■ Extracted data:
-----
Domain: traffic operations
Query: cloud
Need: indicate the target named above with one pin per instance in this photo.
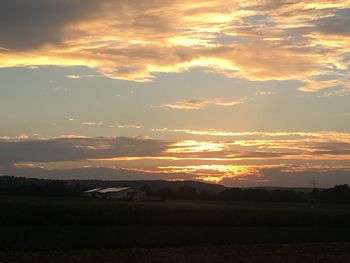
(72, 148)
(134, 40)
(246, 156)
(202, 103)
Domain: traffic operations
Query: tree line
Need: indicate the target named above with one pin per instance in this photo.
(21, 186)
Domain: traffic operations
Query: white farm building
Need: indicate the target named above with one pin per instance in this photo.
(117, 193)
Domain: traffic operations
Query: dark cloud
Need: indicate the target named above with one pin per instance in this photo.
(94, 174)
(32, 23)
(74, 149)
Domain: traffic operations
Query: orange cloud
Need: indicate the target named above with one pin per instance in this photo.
(133, 40)
(202, 103)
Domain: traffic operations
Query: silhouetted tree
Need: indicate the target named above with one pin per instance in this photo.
(187, 192)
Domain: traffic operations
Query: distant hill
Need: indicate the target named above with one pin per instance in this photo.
(153, 184)
(272, 188)
(11, 181)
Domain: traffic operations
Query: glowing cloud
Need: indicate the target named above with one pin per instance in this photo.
(133, 40)
(202, 103)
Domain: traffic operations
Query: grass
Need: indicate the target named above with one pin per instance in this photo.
(60, 223)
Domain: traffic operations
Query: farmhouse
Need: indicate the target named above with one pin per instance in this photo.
(117, 193)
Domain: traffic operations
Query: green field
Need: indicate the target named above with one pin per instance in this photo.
(28, 223)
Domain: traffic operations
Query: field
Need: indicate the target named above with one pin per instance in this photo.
(33, 224)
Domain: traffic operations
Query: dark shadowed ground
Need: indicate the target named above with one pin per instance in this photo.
(307, 252)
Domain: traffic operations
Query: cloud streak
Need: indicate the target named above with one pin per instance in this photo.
(258, 40)
(200, 104)
(244, 157)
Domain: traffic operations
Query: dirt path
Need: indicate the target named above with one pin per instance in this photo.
(310, 253)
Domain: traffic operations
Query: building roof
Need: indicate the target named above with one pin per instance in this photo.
(93, 190)
(112, 190)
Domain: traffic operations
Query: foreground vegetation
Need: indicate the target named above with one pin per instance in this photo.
(43, 223)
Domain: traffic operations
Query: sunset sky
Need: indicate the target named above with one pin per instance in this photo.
(241, 93)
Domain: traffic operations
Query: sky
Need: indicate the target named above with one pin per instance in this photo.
(240, 93)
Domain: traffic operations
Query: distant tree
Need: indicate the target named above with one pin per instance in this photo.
(187, 192)
(166, 193)
(146, 189)
(205, 195)
(231, 194)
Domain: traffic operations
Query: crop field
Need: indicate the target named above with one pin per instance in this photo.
(34, 224)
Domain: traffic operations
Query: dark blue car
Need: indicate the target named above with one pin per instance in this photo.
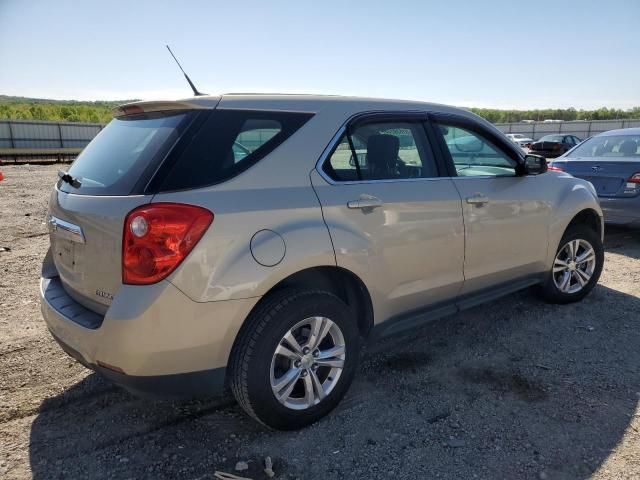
(611, 162)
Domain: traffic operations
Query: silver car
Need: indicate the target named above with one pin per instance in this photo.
(182, 265)
(611, 162)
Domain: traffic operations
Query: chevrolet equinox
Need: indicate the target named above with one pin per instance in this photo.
(255, 242)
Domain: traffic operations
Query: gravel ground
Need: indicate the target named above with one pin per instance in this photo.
(512, 389)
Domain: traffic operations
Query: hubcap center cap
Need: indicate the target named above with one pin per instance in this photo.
(307, 360)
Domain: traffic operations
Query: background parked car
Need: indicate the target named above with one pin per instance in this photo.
(552, 146)
(611, 162)
(520, 139)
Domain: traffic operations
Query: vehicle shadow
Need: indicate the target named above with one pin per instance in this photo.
(509, 390)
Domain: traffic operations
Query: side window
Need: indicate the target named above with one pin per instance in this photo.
(382, 151)
(229, 142)
(474, 155)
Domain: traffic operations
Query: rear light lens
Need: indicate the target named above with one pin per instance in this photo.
(158, 237)
(635, 178)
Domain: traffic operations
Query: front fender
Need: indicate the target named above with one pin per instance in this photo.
(574, 196)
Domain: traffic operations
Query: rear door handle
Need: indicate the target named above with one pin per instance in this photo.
(478, 199)
(365, 202)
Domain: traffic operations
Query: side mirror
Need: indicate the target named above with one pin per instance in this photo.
(534, 164)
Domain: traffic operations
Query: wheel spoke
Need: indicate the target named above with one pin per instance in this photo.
(285, 384)
(566, 281)
(586, 256)
(302, 375)
(332, 362)
(285, 352)
(317, 385)
(582, 277)
(309, 397)
(319, 329)
(559, 265)
(291, 340)
(331, 352)
(570, 251)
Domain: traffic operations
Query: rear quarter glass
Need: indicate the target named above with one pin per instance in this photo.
(228, 143)
(126, 153)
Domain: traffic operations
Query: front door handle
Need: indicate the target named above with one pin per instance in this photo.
(478, 199)
(365, 202)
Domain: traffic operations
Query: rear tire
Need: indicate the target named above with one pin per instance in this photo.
(284, 376)
(577, 266)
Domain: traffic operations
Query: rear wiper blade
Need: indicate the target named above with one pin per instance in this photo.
(65, 177)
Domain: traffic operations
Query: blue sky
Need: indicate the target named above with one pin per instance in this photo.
(503, 54)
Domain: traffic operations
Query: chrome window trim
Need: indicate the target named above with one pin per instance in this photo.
(336, 138)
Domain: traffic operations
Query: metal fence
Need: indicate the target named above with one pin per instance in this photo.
(581, 129)
(29, 139)
(33, 134)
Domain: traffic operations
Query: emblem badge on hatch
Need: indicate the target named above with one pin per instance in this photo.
(106, 295)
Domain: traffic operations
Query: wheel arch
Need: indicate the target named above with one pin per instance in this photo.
(339, 281)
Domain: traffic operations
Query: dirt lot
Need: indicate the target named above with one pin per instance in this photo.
(514, 389)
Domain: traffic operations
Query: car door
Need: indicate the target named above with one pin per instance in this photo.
(505, 213)
(394, 221)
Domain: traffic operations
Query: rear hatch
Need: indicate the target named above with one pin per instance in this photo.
(608, 176)
(88, 206)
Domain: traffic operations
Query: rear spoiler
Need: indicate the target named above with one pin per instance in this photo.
(201, 103)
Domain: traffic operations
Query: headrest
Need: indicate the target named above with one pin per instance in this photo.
(628, 147)
(382, 149)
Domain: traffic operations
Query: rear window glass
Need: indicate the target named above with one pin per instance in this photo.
-----
■ What is expected: The copy you produce must repeat all the entries exactly and contain no pictures.

■ Response for this exercise:
Domain: traffic operations
Query: cloud
Need: indicate the target named above with one pin per instance in this photo.
(72, 148)
(134, 40)
(246, 156)
(202, 103)
Domain: traffic operations
Query: tree line
Need: indicate the target named above with one pin per instance in this photo.
(21, 186)
Domain: traffic operations
Query: white farm building
Need: indicate the target named above with one pin per instance in this photo.
(117, 193)
Domain: traffic operations
Query: dark cloud
Need: indicate the target named above with one pin per instance in this photo.
(94, 174)
(32, 23)
(74, 149)
Domain: traffic operations
Query: orange cloud
Need: indicate the target named above with one pin per instance in this photo.
(133, 40)
(202, 103)
Domain: traffic operations
Query: silhouetted tree
Need: indicate the target named above with one pin per instance in this photo.
(187, 192)
Domain: traffic operations
Query: distant hill
Need: indicate the target named above with one pin per instance in this photo.
(153, 184)
(272, 188)
(11, 181)
Domain: traffic operations
Query: glowing cloud
Need: indicate the target named above with one pin per instance in this photo.
(133, 40)
(202, 103)
Domain: traffic operations
Query: grass
Need: indicate the target named above with one pin per instance in this photo.
(60, 223)
Domain: traffic operations
Query: farmhouse
Need: indicate the target named above with one pin per instance in this photo.
(117, 193)
Domain: traffic operations
Query: green field
Need: indicate the target named above with one pin per instance in this photo.
(28, 223)
Domain: traffic operations
Query: field
Need: indicate the target named above with one pin per instance in this photo.
(33, 224)
Domain: traffic operations
Query: dark shadowed ground
Need: indicate the target named above with one pin per instance in this photo.
(307, 252)
Domain: traffic operations
Query: cloud streak
Need: indicate the target named above with one pin per instance in this photo.
(258, 40)
(200, 104)
(244, 157)
Domain: traffic operations
Query: dirt path
Need: indicate the target named above with one pin per instance in this photo.
(310, 253)
Domain: traffic operations
Query: building roof
Need: indicate the target named above with one pin per instance in this photo.
(93, 190)
(112, 190)
Domain: traffic operations
Query: foreground vegetation
Need: indicate the target named above with one pin per instance in this photo.
(43, 223)
Domain: traffic operations
Query: sunset sky
Need: indicate the target named above with one pin per instance in this photo.
(241, 93)
Domain: traffic operations
Query: sky
Need: indicate the target named above with one pin per instance in this photo.
(240, 93)
Domain: traffic operations
Query: distant tree
Need: indicate the target named above with one pin per instance in this photo.
(187, 192)
(166, 193)
(146, 189)
(205, 195)
(231, 194)
Domain: traffic operations
Query: crop field
Need: indicate the target named above with one pin per instance in this photo.
(34, 224)
Domain: traffic operations
Query: dark blue car
Need: indicate the target named above with one pin per instance in this photo.
(611, 162)
Domain: traffic operations
Query: silver car
Need: indicate the target named above with one pin per instance in this photo.
(182, 265)
(611, 162)
Domain: traffic operations
Query: chevrolet equinox
Need: indicate the target named above with one pin per instance in this photo.
(255, 242)
Domain: traffic operations
Query: gravel ground
Need: indicate the target named above with one pin per instance in this photo.
(512, 389)
Domain: traffic operations
Query: hubcap center cap
Need: indicate the target named above with one pin per instance in this photo.
(307, 360)
Domain: traffic operations
Query: background parked car
Need: indicate the target named above with one pin per instance in this photo.
(552, 146)
(611, 162)
(520, 139)
Domain: traffic operations
Query: vehicle shadow
Need: indicate the target named above with one pin per instance in this photo.
(509, 390)
Domain: traffic operations
Query: side window
Need: indicate the target named above with one pin per instance in this photo.
(382, 151)
(229, 142)
(474, 155)
Domain: traffic operations
Query: rear light lens
Need: indicate the target named above with one pin per instance in this photo.
(158, 237)
(635, 178)
Domain: traffic operations
Query: front fender
Need: indicate the target named above with one pin per instance in this photo.
(574, 196)
Domain: traffic operations
Query: rear door handle
Need: indicate the target named above with one pin per instance in this photo.
(478, 199)
(365, 202)
Domain: traffic operations
Query: side mirror
Need: indicate the target named above with one pin per instance in this photo.
(534, 164)
Domain: traffic operations
Query: wheel spoke
Need: indicate the target named above with one pin per instance in this photo.
(285, 384)
(566, 281)
(586, 256)
(302, 375)
(332, 362)
(285, 352)
(317, 385)
(582, 277)
(309, 397)
(319, 329)
(559, 265)
(291, 340)
(331, 352)
(570, 251)
Domain: traffic operations
Query: rear quarter glass
Need: indicate the target named above with one pin per instance in this photo.
(228, 143)
(126, 153)
Domain: traffic operations
Query: front door handle
Need: indicate the target named above with one pin per instance in this photo.
(478, 199)
(365, 202)
Domain: traffic operations
Query: rear tire
Need: indicate the target named above with one pin per instance in this photo.
(284, 376)
(577, 266)
Domain: traffic operations
Query: rear wiper blade
Need: indicate the target named above with one pin per instance in this photo.
(65, 177)
Domain: traffic operations
Query: blue sky
Need: indicate the target named above with one pin per instance in this photo.
(503, 54)
Domain: traffic operations
Query: chrome window trim
Need: indicate the target named above with one pin per instance in this photo.
(336, 138)
Domain: traffic operations
Query: metal fence
Need: indicate the target named above with one pin per instance in this photo.
(581, 129)
(29, 139)
(33, 134)
Domain: traffic operations
Query: emblem badge on hatch
Need: indicate the target named above with one pin per instance in this photo.
(106, 295)
Domain: traffic operations
Query: wheel arch
Need: indicate the target named above with one pin per instance in this photo.
(339, 281)
Domain: traffic operations
Query: dirt lot
Need: indicate the target named above with one pin per instance in this photo.
(514, 389)
Domain: traffic operations
Query: car door
Need: indicate the target named above with one pin per instance in this photo.
(505, 213)
(394, 221)
Domain: traffic operations
Query: rear hatch
Need: indicate the target named above with one pin per instance in this photo.
(608, 176)
(88, 206)
Domain: traffic operations
Query: rear spoiler
Need: indicate the target named above with one pin per instance in this photo.
(201, 103)
Domain: traffic operations
Query: headrest
Need: indicate the target named above with one pin per instance in this photo.
(628, 147)
(382, 149)
Domain: traffic operations
Query: rear window glass
Need: indicate the target named above with one pin per instance in this photo.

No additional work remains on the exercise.